** WORK TO DO **
Under this task are some entries; return every one of them exactly.

** DATA SHOWN **
■ ■ ■

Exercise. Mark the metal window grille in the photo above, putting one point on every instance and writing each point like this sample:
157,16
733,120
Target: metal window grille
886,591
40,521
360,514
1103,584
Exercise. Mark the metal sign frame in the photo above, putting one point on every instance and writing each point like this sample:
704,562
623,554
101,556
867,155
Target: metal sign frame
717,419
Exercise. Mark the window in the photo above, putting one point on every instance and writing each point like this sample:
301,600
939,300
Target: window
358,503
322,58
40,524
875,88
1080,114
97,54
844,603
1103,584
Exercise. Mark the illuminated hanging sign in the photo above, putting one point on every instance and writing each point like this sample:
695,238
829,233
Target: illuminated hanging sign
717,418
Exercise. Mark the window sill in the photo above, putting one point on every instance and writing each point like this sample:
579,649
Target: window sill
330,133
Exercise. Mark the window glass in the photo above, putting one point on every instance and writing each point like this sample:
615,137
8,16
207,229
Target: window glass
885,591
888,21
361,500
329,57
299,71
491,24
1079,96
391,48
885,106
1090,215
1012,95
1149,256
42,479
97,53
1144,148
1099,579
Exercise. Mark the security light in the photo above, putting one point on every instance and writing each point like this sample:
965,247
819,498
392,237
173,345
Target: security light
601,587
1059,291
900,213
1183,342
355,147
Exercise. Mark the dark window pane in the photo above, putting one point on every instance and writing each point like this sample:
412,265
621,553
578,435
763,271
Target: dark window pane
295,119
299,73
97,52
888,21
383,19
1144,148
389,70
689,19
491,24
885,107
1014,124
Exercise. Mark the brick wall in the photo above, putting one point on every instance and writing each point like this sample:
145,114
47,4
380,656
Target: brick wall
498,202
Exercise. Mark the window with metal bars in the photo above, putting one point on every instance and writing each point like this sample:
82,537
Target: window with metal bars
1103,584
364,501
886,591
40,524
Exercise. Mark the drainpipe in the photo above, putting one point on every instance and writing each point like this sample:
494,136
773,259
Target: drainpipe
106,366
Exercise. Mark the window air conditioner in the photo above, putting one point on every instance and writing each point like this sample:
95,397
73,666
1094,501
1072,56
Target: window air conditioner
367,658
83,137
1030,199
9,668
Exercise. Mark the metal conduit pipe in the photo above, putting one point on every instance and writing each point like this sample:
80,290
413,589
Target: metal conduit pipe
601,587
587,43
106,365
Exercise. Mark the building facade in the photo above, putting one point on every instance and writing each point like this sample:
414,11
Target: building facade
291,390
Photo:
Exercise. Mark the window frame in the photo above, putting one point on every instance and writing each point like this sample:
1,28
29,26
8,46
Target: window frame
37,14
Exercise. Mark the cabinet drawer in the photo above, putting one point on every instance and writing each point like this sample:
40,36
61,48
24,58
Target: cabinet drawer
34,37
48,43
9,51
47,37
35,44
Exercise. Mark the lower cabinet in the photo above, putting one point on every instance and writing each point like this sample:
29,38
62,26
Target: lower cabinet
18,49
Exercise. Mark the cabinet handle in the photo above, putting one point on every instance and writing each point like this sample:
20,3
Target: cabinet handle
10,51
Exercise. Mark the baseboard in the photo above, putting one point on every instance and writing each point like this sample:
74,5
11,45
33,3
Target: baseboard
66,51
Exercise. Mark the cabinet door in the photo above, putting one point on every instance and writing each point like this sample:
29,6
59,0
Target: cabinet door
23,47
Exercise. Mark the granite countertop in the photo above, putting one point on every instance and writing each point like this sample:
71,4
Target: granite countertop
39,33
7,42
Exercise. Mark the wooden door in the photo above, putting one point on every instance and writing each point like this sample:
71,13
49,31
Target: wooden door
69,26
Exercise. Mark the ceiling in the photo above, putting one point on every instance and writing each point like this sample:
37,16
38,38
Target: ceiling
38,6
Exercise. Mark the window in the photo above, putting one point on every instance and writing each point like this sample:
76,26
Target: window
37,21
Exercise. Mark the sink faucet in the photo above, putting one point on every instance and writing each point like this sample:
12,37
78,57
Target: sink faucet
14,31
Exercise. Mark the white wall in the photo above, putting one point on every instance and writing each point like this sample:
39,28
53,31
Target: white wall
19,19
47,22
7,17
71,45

■ ■ ■

** EXERCISE RESULT **
Exercise. Mark the metal window grille in the photo above, putting one point on every instance and writing each point like this sample:
157,16
733,120
Target: metal window grille
886,591
40,521
360,514
1103,584
Exercise. Mark the metal sign frame in the photo above, putting one point on every instance and writing each point like this sample:
704,562
623,554
101,556
867,155
Target: metal sign frame
717,419
Exercise. Mark the window in the photo above, putting one point on every instance and writing each point like this sample:
301,600
939,300
Target: window
358,503
322,58
40,524
875,88
1080,114
97,54
844,603
1103,584
Exercise. Mark the illuminated hanging sign in the photo above, putting one point on every instance and writing each point like this sample:
695,238
829,233
Target: illuminated hanging sign
717,418
Exercise. Mark the window sill in the photo above, putting one point on every instance and writing each point like this sample:
579,649
Target: window sill
330,133
Exercise. Mark the window glass in the photo above, putting one point on every instance and writing each point like this sample:
615,137
8,16
207,229
Target: window glass
885,591
888,21
361,500
329,57
299,71
491,24
1079,96
391,48
885,106
1090,215
1012,95
1149,256
42,479
97,53
1144,148
1099,579
Exercise. Mark the security light in the photo above, putting one point on every instance and writing each point like this sample:
965,247
819,498
392,237
173,345
Target: security light
601,587
1059,291
900,213
1183,342
355,147
Exercise. Mark the dark window pane in the photo above, putting one point on every instance and writing each point like this sample:
412,265
621,553
578,435
763,271
Target: dark window pane
295,119
299,73
97,52
888,21
383,19
1144,148
389,70
689,19
491,24
885,107
1014,124
Exercise. Mark the brick wall in the photo above, putting one point on every instance and writing each point like this sample:
145,114
47,4
380,656
Target: brick wall
498,202
Exercise. Mark the window with metal bars in the photo above, putting one point on every instance and writing each point like this sample:
82,537
Target: window with metal bars
1103,584
364,501
886,591
40,524
Exercise. Mark the drainpipe in the photo above, putting one point on every instance and writing each point like this sample:
494,136
773,259
Target: drainpipe
106,366
Exercise. Mark the window air conditioner in the photo above, putting one point on every instance and writing each point like this sample:
95,397
73,666
1094,501
1072,56
Target: window air conditioner
367,658
83,137
1030,199
9,668
Exercise. Mark the metal conduit pipe in the photo above, putting one point on every instance and writing each point like this sample:
80,290
413,589
Target: metal conduit pipe
601,587
587,43
106,365
Exercise. Mark the building facade in the photo above, putting one point on every instance and writing each point like this sample:
414,11
Target: building facade
291,390
Photo:
Exercise. Mark the window frame in the photo above, putting one point on every instance and writing each point like this sample:
1,28
29,26
8,46
Target: window frame
37,14
Exercise. Mark the cabinet drawer in the photo above, putting one point on every instance and writing each point like this sample:
40,36
61,48
24,58
Target: cabinet drawer
34,37
48,43
9,51
47,37
35,44
Exercise. Mark the lower cabinet in the photo above, putting one point on every instance and writing each point like this sample:
29,38
62,26
Target: lower cabinet
18,49
Exercise. Mark the cabinet handle in the photo above, putting one point on every instance and writing each point like this sample:
20,3
Target: cabinet handle
10,51
Exercise. Mark the baseboard in the photo above, putting one point on every instance and writing each point like this sample:
74,5
11,45
33,3
Target: baseboard
66,51
Exercise. Mark the cabinet door in the photo above, putting one point on every instance and writing each point like this sample:
29,6
59,0
Target: cabinet door
23,47
Exercise. Mark the granite countertop in the photo above, putting one point on every instance and writing each point like this sample:
71,4
Target: granite countertop
39,33
7,42
Exercise. Mark the wooden door in the photo above, putting one point on every instance and writing each point like this sample:
71,13
49,31
Target: wooden door
69,26
Exercise. Mark the ceiling in the photo above, putting one point on every instance and writing each point like this sample:
37,16
38,38
Target: ceiling
38,6
Exercise. Mark the window in the photo above, putting one point on every instance and writing each point like this sample:
76,26
Target: window
37,21
Exercise. Mark the sink faucet in the photo above, putting one point on every instance and writing each point like this sample:
12,37
78,57
Target: sink faucet
14,31
Exercise. Mark the white wall in the photo above, putting one point on every instance and writing each point like this sample:
39,28
53,31
Target: white wall
19,19
47,22
7,17
71,45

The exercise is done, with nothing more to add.